* Start Selected extract *
There are, of course, potent forces in American society today who want nothing more than that very abrogation, to make sure the only means we have for self-identification are the definitions they provide. Hence the ludicrous quote that I posted from the Focus on the Family article. (I'll say it again: not only did he not get it, he didn't want to get it, he had no intention of getting it, because it conflicts with his preconceptions, which I consider really warped to begin with.) I realize that I'm about to lose my liberal, politically correct credentials here (what tatters of them are left), but I can't think of any way that anyone can convince me that the likes of Donald Wildmon and the rest of the rabid right are hitting on all cylinders. They're shrewd, resourceful, and very clever, but they're crazy, which is what you call anyone who is trying to impose their subjective reality on the collective reality that we've all worked out together. That collective reality, the consensus-in-the-making, is that gay men also deserve recognition of their humanity and that an intrinsic part of that humanity is their sexuality. That's one reason that it's so important that this movie not be seen as a "gay movie." It's not, really, it has none of those cultural tags, it's a story that quite explicitly rejects that identification, and one big mistake that I think a lot of commentators are making is to accept that terminology without examination. We really need for it to be seen as a universal movie -- think about it for a second.

We're not only men (speaking from myself as a more-or-less representative example of that group), but we're human beings. I recently had a coworker comment to me that there is universality here for anyone who has ever felt deeply toward someone and found external obstacles that precluded developing any sort of real relationship. In her case it was Mexican-American co-ed meets Scotch-Irish boy who couldn't get past his upbringing to meet her as an individual human being. In the context of this movie, does that sound about right? We need something that is going to pull us, as a category, out of the PC window-dressing area and into the thick of the human mix.

So what about straight men? Aside from their being a category at porn sites, what about them? I know straight men who are going to be able to see Brokeback Mountain and understand it very, very well. I also know straight men who are not going to be able to get far enough past their own insecurities that they will be able to see what the movie is saying. So what else is new? (The downside of marketing to target audiences is that they're never monolithic. I suppose it works well enough, though.)

Perhaps part of my take on this (OK -- a big part of my take, the very foundation of my take) is that I see this kind of romance as perfectly normal. Two men fall in love -- what could be more unremarkable? It should be unremarkable. Maybe someday it will be.

"Getting It": First Thoughts on the Politics of Brokeback Mountain



I'm starting this new site off by revising and reposting my previous thoughts on the politics of Brokeback Mountain. I may interweave some of the other comments I've made on the movie from the Writer's Blog at Hunter's Eye. Bear with me.

There is, inescapably, a political message to Brokeback Mountain. Releasing that movie at this time has to be taken as a political act, not because it's a "gay" movie (on which question I'm reserving judgment, although I suspect it's "gay" only in the most rudimentary sense), but because of the way it subverts the whole discourse on gay. A lot has been written about the frontal assault on stereotypes, and the way that Jack and Ennis are, ultimately, dead ringers for any straight guy you want to pick. In that sense, I see it as a tremendously positive force: the message is simply that gay men are just like anyone else in all respects that really matter.
* End Selected extract *
* Start Supplied material *
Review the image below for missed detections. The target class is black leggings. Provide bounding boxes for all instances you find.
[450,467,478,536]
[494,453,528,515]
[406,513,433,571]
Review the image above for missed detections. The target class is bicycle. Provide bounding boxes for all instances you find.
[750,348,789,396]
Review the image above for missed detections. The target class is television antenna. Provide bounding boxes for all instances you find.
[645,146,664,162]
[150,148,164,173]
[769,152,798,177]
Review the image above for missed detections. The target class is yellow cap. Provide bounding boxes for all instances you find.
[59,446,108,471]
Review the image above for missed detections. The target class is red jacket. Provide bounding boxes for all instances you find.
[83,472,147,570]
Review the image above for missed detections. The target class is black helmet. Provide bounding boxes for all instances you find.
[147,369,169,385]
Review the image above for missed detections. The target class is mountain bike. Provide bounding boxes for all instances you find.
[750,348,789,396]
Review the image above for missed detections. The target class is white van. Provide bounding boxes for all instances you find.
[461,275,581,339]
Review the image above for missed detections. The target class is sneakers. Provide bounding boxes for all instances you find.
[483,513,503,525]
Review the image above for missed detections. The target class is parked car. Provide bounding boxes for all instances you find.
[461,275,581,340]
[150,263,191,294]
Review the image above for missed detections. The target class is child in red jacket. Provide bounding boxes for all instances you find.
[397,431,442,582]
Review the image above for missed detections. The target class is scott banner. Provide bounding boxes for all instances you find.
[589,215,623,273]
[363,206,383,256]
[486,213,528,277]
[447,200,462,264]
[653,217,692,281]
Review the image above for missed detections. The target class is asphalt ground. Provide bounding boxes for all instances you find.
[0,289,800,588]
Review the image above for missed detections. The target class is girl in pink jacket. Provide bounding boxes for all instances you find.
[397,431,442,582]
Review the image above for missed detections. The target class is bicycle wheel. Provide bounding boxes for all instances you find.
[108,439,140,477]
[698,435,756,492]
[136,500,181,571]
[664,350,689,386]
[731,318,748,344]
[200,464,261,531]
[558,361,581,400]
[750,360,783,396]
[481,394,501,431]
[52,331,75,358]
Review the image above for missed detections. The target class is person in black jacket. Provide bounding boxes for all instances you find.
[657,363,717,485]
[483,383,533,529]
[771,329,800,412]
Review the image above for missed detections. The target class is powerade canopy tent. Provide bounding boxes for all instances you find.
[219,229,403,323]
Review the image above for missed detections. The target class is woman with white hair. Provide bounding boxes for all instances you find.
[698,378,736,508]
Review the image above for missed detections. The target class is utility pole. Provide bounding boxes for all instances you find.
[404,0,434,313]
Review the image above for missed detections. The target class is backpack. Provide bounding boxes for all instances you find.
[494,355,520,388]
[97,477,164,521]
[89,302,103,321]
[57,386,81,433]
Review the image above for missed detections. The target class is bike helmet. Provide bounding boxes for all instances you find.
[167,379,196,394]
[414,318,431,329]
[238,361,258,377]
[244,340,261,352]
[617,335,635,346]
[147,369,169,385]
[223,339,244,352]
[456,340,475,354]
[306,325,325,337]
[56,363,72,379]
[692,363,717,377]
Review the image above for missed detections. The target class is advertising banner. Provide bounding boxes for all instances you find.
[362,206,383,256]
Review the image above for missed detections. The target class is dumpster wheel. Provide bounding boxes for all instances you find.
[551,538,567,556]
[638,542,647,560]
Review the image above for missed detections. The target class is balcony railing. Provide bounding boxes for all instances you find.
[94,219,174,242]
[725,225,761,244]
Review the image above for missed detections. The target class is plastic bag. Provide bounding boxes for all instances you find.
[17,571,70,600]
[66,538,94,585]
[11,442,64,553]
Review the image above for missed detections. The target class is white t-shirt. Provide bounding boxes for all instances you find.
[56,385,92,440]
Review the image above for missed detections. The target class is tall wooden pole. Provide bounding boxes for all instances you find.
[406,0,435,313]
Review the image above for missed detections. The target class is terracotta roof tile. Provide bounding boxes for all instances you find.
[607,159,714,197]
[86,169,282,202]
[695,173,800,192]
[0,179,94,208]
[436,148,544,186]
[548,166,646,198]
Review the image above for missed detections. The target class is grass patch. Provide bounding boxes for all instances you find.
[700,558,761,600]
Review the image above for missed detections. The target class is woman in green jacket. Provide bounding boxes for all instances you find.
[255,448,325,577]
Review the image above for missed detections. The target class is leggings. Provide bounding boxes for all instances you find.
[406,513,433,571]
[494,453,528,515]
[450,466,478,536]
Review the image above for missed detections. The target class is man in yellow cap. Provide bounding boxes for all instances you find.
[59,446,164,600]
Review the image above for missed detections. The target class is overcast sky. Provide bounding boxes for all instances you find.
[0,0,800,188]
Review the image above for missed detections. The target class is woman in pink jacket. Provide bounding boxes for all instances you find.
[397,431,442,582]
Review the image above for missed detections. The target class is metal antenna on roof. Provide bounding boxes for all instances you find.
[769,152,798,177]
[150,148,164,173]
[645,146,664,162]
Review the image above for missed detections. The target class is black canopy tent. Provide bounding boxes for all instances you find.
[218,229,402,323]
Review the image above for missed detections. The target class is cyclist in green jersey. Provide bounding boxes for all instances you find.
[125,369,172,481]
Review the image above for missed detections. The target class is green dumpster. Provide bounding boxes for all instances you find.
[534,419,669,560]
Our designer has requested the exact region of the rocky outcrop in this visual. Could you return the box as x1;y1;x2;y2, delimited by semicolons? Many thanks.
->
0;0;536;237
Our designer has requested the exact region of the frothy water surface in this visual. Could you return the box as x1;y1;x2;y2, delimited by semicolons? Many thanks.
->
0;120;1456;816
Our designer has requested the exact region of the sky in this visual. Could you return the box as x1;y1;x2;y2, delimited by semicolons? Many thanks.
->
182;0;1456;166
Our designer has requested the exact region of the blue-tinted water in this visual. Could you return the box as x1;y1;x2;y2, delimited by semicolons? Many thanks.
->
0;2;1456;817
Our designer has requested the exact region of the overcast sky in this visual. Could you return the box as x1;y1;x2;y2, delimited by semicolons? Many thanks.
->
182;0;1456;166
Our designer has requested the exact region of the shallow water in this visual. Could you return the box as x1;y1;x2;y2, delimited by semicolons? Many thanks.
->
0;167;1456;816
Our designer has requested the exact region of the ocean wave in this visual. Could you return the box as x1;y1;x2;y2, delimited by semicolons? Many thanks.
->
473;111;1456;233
* End Supplied material *
### Given request 1
For each statement below, say whether it agrees with the commentary on Brokeback Mountain, answering yes or no and quoting the deciding words of the text: (a) The writer wants the movie to be seen as a "gay movie." (b) The coworker's experience involved a Mexican-American co-ed. (c) The writer considers the release of the movie at this time a political act.
### Given request 2
In the commentary on Brokeback Mountain, which blog does the writer name as a possible source of other comments on the movie?
### Given request 3
Repeat the part of the commentary on Brokeback Mountain that opens with the words containing "I'm starting this" and closes with "Bear with me.".

### Written answer 1
(a) No: "That's one reason that it's so important that this movie not be seen as a "gay movie." It's not, really"
(b) Yes: "In her case it was Mexican-American co-ed meets Scotch-Irish boy"
(c) Yes: "Releasing that movie at this time has to be taken as a political act"

### Written answer 2
The Writer's Blog at Hunter's Eye.

### Written answer 3
I'm starting this new site off by revising and reposting my previous thoughts on the politics of Brokeback Mountain. I may interweave some of the other comments I've made on the movie from the Writer's Blog at Hunter's Eye. Bear with me.